Print every line of the listing below verbatim, omitting the pictures.

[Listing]
....

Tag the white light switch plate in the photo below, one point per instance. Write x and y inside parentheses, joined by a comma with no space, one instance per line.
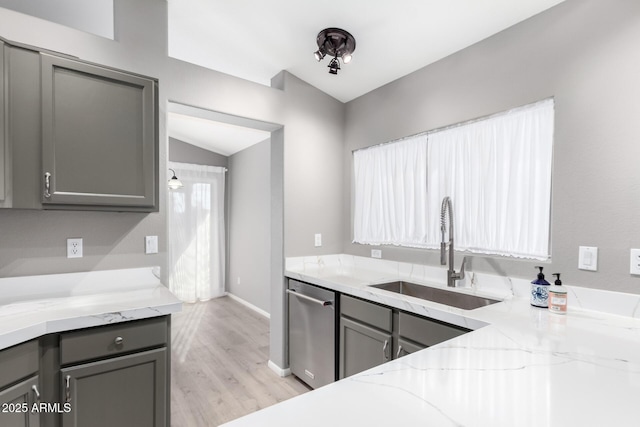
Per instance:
(588,258)
(151,245)
(74,248)
(635,261)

....

▶ **Exercise output**
Tag the white light switch plate in the photo below, one point per instance. Write x and y inside parentheses, joined by a comma with no space, one instance per line.
Per instance:
(588,258)
(151,245)
(74,248)
(635,261)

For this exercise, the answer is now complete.